Stored data entries
----------------
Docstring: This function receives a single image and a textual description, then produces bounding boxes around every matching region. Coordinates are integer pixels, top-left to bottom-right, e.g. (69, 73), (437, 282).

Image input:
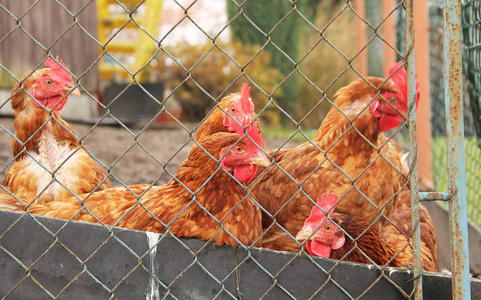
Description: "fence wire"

(0, 0), (462, 299)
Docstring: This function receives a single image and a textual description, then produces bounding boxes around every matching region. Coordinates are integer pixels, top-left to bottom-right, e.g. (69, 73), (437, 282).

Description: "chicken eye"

(235, 146), (244, 153)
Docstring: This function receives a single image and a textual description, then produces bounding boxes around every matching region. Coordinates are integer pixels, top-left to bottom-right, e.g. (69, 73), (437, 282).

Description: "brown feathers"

(25, 132), (267, 246)
(0, 59), (110, 210)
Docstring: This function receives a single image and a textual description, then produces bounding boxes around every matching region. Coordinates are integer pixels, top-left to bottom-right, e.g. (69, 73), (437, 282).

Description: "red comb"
----------------
§ **OBJECTIVE**:
Retype the lines from the first one through the line with "(0, 0), (462, 299)", including both, and leave the pictures out.

§ **RESULT**:
Docstring: This function receives a single image and a textual description, then produces bounding boxes around every matching region. Coordinates are integer pixels, top-left to bottom-right, e.g. (69, 73), (437, 282).

Image input:
Description: "fence wire"

(0, 0), (462, 299)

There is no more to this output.